*What to do:*
Copy exactly the line that contains "Target: white table" plus all remaining lines of the data, and leave out every line before it.

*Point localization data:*

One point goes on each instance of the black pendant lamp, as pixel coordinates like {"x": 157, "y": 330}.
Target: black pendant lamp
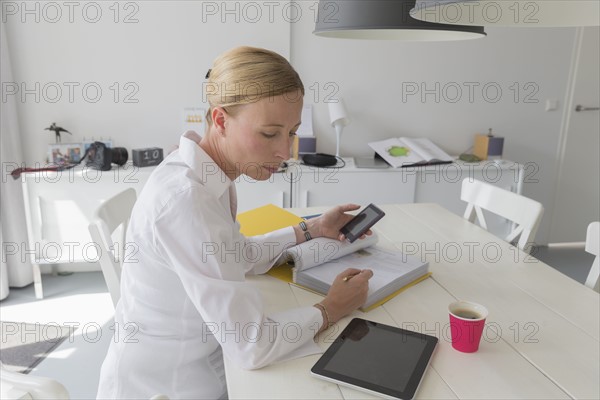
{"x": 384, "y": 19}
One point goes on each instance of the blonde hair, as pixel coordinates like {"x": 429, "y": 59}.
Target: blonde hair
{"x": 245, "y": 74}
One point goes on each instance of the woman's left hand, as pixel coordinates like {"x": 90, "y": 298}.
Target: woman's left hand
{"x": 330, "y": 222}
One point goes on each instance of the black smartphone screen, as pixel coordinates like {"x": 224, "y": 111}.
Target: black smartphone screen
{"x": 362, "y": 222}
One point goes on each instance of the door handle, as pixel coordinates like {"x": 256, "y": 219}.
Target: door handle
{"x": 582, "y": 108}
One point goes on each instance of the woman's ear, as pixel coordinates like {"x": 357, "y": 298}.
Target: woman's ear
{"x": 219, "y": 115}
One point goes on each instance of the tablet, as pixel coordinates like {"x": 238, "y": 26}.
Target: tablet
{"x": 382, "y": 360}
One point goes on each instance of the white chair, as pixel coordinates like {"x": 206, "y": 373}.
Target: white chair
{"x": 592, "y": 243}
{"x": 112, "y": 214}
{"x": 15, "y": 385}
{"x": 524, "y": 212}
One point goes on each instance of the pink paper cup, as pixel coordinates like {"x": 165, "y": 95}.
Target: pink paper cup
{"x": 467, "y": 321}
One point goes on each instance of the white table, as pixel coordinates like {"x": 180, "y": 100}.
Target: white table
{"x": 542, "y": 335}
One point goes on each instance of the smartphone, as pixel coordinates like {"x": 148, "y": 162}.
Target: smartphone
{"x": 362, "y": 222}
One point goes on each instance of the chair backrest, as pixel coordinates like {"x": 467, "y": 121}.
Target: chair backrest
{"x": 112, "y": 214}
{"x": 524, "y": 212}
{"x": 30, "y": 386}
{"x": 592, "y": 243}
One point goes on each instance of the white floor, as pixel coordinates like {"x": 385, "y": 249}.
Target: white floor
{"x": 79, "y": 300}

*Exercise result:*
Target: white table
{"x": 542, "y": 335}
One point goes on each instance of the smartphone, as pixel coordinates like {"x": 148, "y": 162}.
Target: smartphone
{"x": 362, "y": 222}
One point goes on each instance of the chair backrest, as pixel coordinates like {"x": 467, "y": 121}.
Target: chair backrest
{"x": 112, "y": 214}
{"x": 524, "y": 212}
{"x": 30, "y": 386}
{"x": 592, "y": 243}
One point goes on each instance of the white floor, as pixel coordinates like {"x": 385, "y": 249}.
Target: white floor
{"x": 79, "y": 300}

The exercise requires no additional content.